Try it:
Print each line below verbatim, skipping every picture.
━━━━
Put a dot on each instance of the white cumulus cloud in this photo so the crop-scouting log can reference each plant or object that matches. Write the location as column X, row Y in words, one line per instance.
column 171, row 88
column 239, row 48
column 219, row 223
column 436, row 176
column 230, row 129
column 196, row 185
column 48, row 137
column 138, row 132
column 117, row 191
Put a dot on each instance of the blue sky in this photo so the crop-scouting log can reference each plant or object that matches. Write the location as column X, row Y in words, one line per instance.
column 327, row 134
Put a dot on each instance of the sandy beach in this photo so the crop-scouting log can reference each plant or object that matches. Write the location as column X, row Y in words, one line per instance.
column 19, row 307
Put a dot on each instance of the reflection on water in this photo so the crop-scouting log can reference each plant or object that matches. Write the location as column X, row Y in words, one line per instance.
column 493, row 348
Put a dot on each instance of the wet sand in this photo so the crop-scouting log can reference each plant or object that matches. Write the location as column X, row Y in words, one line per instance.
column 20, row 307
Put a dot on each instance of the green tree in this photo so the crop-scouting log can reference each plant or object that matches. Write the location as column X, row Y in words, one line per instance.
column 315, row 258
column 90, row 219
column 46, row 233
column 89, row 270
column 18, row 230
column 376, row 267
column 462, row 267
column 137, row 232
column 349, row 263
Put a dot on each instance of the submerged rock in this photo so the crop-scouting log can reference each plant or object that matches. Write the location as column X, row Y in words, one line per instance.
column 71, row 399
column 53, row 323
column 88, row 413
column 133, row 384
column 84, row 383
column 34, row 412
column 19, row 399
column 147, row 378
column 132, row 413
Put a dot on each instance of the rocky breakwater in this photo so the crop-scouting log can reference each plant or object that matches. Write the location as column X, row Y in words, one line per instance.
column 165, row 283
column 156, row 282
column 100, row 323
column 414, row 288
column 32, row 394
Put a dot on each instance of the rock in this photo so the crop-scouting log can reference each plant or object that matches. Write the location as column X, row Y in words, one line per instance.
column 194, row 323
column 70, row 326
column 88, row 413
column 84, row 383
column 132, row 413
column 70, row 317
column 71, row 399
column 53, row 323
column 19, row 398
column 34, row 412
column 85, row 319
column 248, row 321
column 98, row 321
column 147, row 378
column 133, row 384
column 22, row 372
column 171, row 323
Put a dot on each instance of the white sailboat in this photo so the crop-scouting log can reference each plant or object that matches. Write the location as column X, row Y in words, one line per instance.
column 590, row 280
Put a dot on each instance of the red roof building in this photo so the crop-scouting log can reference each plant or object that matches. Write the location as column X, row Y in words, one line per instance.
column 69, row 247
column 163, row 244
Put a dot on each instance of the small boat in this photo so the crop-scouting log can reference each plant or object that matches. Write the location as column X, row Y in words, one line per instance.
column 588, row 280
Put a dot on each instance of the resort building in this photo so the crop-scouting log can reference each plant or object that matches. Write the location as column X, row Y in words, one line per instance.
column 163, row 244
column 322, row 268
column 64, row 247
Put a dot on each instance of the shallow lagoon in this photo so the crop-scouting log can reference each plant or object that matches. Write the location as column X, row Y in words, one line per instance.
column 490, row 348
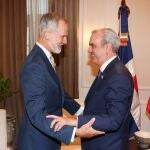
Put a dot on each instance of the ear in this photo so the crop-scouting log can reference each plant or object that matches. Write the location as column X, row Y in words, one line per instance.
column 108, row 48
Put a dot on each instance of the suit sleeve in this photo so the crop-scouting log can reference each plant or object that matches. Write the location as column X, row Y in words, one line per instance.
column 33, row 86
column 118, row 99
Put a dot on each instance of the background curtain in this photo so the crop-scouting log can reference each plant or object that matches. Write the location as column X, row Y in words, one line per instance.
column 67, row 61
column 35, row 9
column 13, row 49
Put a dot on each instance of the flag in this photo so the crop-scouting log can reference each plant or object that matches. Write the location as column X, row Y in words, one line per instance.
column 148, row 108
column 126, row 56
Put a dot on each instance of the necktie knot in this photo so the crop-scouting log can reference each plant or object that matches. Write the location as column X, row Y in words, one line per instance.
column 100, row 75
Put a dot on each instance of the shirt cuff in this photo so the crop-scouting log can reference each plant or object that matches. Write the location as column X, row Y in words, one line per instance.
column 80, row 111
column 73, row 134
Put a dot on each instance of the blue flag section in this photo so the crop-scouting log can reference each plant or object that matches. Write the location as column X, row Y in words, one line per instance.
column 126, row 56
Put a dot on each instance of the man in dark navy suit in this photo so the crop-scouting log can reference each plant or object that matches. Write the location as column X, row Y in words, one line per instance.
column 42, row 91
column 109, row 98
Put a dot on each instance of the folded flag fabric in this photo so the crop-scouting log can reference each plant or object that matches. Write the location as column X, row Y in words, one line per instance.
column 148, row 108
column 126, row 56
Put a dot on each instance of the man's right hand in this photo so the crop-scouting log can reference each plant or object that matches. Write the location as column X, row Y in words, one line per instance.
column 86, row 130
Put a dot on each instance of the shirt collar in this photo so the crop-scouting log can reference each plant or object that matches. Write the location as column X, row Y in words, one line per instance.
column 104, row 65
column 46, row 52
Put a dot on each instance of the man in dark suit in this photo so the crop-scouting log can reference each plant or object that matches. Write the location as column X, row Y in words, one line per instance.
column 110, row 96
column 42, row 91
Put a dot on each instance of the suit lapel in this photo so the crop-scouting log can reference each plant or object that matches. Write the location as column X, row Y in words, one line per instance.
column 99, row 80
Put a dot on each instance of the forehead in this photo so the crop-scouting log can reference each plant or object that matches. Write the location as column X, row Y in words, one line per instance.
column 62, row 26
column 95, row 38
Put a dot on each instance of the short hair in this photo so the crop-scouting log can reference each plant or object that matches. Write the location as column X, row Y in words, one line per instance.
column 109, row 36
column 49, row 22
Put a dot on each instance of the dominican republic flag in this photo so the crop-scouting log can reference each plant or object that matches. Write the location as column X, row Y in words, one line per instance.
column 148, row 108
column 126, row 56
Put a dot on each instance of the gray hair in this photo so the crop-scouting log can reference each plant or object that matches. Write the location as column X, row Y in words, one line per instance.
column 109, row 36
column 49, row 22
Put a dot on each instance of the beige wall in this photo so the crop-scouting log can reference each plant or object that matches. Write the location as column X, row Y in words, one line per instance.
column 103, row 13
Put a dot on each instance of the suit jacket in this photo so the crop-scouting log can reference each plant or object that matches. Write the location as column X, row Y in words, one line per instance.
column 43, row 94
column 109, row 100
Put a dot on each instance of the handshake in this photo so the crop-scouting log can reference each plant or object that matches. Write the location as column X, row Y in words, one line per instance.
column 85, row 131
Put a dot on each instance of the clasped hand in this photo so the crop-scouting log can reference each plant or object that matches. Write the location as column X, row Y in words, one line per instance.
column 85, row 130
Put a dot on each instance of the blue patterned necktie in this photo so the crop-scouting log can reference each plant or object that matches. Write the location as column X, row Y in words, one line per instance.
column 51, row 59
column 100, row 75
━━━━
Task answer:
Put a dot on each instance of the white cumulus cloud in this photo so the crop-scouting log can reference each plant or object that matches. Write the location as column X, row Y in words, one line per instance.
column 171, row 88
column 239, row 48
column 219, row 223
column 436, row 176
column 230, row 129
column 196, row 185
column 48, row 137
column 138, row 132
column 117, row 191
Put a dot on each instance of the blue sky in this photo so the crop-scouting log can reference each plant or object that matches. Write the location as column X, row Y in words, one line per instance.
column 327, row 134
Put a dot on each instance of the sandy beach in this photo so the crop-scouting log can reference each plant or object that matches. Write the location as column X, row Y in words, one line per instance.
column 19, row 307
Put a dot on each instance of the reflection on water in this photo so the crop-scouting log can reference each plant or object that matches. Write the location as column X, row Y in words, one line per instance.
column 493, row 348
Put a dot on each instance of the wet sand in this photo so the crop-scouting log can reference each plant or object that matches. Write the location as column X, row Y in words, one line per instance.
column 20, row 307
Put a dot on each instance of the green tree in this photo so the crop-scouting log can reference each plant or object that matches. Write the location as column X, row Y in words, one line per instance.
column 315, row 258
column 90, row 219
column 46, row 233
column 89, row 270
column 18, row 230
column 376, row 267
column 462, row 267
column 137, row 232
column 349, row 263
Put a dot on each instance of the submerged rock in this photo so the crop-scouting log can reference each plant or object that matches. Write the location as column X, row Y in words, one line per instance.
column 71, row 399
column 53, row 323
column 88, row 413
column 133, row 384
column 84, row 383
column 34, row 412
column 19, row 399
column 147, row 378
column 132, row 413
Put a dot on each instance of the rocky breakwater in this photo so the crop-scouting log can reference each plant or object that matches. Write the location as column X, row Y in words, one line per instance.
column 165, row 283
column 156, row 282
column 100, row 323
column 414, row 288
column 32, row 394
Put a dot on each instance of the rock in this photo so the crop-scouting log can reference each plant or object that matches. Write the location as column X, row Y in words, one line per instance.
column 194, row 323
column 70, row 326
column 88, row 413
column 84, row 383
column 132, row 413
column 70, row 317
column 71, row 399
column 53, row 323
column 19, row 398
column 34, row 412
column 85, row 319
column 248, row 321
column 98, row 321
column 147, row 378
column 133, row 384
column 22, row 372
column 171, row 323
Put a dot on each instance of the white sailboat in this photo so the crop-scouting log can reference each plant or object that matches. Write the location as column X, row Y in words, one line per instance.
column 590, row 280
Put a dot on each instance of the red roof building in this photo so the crop-scouting log can reference each plant or object that matches. Write the location as column X, row Y in words, one line per instance.
column 69, row 247
column 163, row 244
Put a dot on each instance of the small boat in this photo so the crop-scouting log can reference each plant or object that matches. Write the location as column X, row Y in words, one line per instance.
column 588, row 280
Put a dot on each instance of the resort building in this photo so the crop-scouting log can reference each plant or object that matches. Write the location as column X, row Y in words, one line per instance.
column 163, row 244
column 322, row 268
column 64, row 247
Put a dot on each instance of the shallow lagoon in this photo so the crop-scouting log can reference each plant or object that matches. Write the location as column X, row Y in words, one line per instance.
column 490, row 348
Put a dot on each instance of the ear in this photo so the crop-scouting log can reference each plant or object that matches. Write the location as column X, row Y in words, one line per instance.
column 108, row 48
Put a dot on each instance of the suit sleeve in this photo so the crop-scouting log can reference each plant or object that matches. Write the location as column X, row Y in words, one line per instance.
column 33, row 86
column 118, row 99
Put a dot on each instance of the background curtain in this photo so the crop-scouting log can reference each plant or object that matches. Write the location as column X, row Y in words, one line per instance.
column 67, row 61
column 35, row 9
column 13, row 49
Put a dot on each instance of the flag in this photo so the crop-scouting log can reference each plant or object that matches. Write the location as column X, row Y in words, one line per instance.
column 148, row 108
column 126, row 56
Put a dot on each instance of the necktie knot in this photo so the crop-scouting log can reference each plant or object that matches. Write the location as column X, row Y in words, one line per instance.
column 100, row 75
Put a dot on each instance of the shirt cuff in this photo so the crop-scouting log can reference each plant or object that matches. Write the location as column X, row Y in words, one line per instance.
column 80, row 111
column 73, row 134
Put a dot on each instance of the blue flag section in this photo so the crop-scouting log can reference each plant or object that matches. Write the location as column X, row Y in words, one line per instance.
column 126, row 56
Put a dot on each instance of the man in dark navy suit in this photo so the crop-scouting log can reference each plant or object that matches. Write the location as column X, row Y in words, one line per instance.
column 42, row 91
column 109, row 98
Put a dot on each instance of the folded flag fabric in this photo so the crop-scouting log can reference each plant or object that matches. Write the location as column X, row Y in words, one line per instance.
column 148, row 108
column 126, row 56
Put a dot on each instance of the man's right hand in this photo so the crop-scouting log can reference each plant or object that matches. Write the location as column X, row Y in words, one line per instance.
column 86, row 130
Put a dot on each instance of the shirt collar in this photo so the crop-scouting log can reference each plant or object that matches. Write the location as column X, row Y in words, one line per instance.
column 104, row 65
column 46, row 52
Put a dot on each instance of the man in dark suit in this photo so the crop-scouting log can reference each plant or object that matches. Write the location as column X, row Y in words, one line per instance.
column 110, row 96
column 42, row 91
Put a dot on each instance of the suit lapel in this photo so the crop-scouting log can reference each plant or object that matches. Write the location as column X, row Y in words, one line per instance.
column 99, row 80
Put a dot on each instance of the forehead in this photo so the crop-scouting log can reference each plant or object that matches. Write the location as column X, row Y in words, one line per instance.
column 62, row 26
column 95, row 38
Put a dot on each instance of the short hair in this photo so the crop-scouting log can reference each plant or object that matches. Write the location as column X, row Y in words, one line per instance.
column 109, row 36
column 49, row 22
Put a dot on each instance of the dominican republic flag in this photo so the crop-scouting log can reference each plant or object that matches. Write the location as column X, row Y in words, one line per instance.
column 148, row 108
column 126, row 56
Put a dot on each instance of the gray hair in this photo so the crop-scouting log can reference each plant or object that matches. Write the location as column X, row Y in words, one line per instance.
column 109, row 36
column 49, row 22
Put a dot on each instance of the beige wall in this photo so the crop-scouting log can reference each plant or object that matches. Write the location as column X, row Y in words, one line per instance.
column 103, row 13
Put a dot on each instance of the suit jacket in this photo so the crop-scouting log can reference each plant or object that matches. Write the location as column X, row Y in words, one line per instance.
column 43, row 94
column 109, row 100
Put a dot on each instance of the handshake in this photo so the crop-scouting log can reference each plant or object that matches. Write the location as column X, row Y in words, one line per instance.
column 85, row 131
Put a dot on each instance of the clasped hand in this photo so the crop-scouting log can reference each plant or object that matches. Write the location as column X, row Y in words, one line per instance.
column 85, row 130
Put a dot on each instance of the blue patterned necktie in this photo so the crop-scouting log can reference each plant or object that matches. Write the location as column X, row Y in words, one line per instance.
column 51, row 59
column 100, row 75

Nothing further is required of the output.